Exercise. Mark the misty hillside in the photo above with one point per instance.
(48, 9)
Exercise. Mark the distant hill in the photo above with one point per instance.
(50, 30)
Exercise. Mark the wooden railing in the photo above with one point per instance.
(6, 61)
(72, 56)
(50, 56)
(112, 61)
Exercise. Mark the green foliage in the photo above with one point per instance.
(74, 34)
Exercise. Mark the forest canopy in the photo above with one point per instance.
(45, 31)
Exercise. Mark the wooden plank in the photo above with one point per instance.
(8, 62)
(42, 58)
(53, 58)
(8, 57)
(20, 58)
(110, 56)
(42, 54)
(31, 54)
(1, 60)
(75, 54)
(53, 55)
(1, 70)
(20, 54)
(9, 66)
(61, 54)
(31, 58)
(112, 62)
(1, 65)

---

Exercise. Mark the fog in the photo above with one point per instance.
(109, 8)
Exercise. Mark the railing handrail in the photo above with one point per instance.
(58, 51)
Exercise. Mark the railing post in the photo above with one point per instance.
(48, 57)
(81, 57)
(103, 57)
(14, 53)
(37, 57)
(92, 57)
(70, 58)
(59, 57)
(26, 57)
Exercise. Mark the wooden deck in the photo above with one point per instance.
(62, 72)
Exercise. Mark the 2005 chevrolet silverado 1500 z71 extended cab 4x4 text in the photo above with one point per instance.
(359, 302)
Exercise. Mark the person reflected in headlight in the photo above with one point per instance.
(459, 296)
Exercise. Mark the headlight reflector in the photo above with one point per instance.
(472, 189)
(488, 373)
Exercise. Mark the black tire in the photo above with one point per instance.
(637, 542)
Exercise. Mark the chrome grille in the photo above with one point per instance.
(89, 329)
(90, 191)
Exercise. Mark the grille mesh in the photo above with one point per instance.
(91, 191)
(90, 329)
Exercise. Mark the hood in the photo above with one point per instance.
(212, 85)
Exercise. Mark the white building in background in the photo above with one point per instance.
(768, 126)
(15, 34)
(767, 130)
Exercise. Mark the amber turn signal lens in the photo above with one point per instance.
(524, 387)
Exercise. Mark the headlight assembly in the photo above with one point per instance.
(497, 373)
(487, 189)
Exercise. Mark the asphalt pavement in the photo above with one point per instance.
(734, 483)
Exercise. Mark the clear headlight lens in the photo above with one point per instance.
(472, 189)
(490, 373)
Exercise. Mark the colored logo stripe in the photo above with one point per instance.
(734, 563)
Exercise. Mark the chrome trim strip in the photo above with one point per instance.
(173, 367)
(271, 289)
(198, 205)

**ZU ERLEDIGEN**
Zeige jede Zeile oben, in der das Wort „grille“ vorkommt.

**RICHTIGE ANTWORT**
Exercise. Mark the chrome grille in the photo above with one point per instance.
Exercise. Mark the grille mesh in the photo above with one point per instance.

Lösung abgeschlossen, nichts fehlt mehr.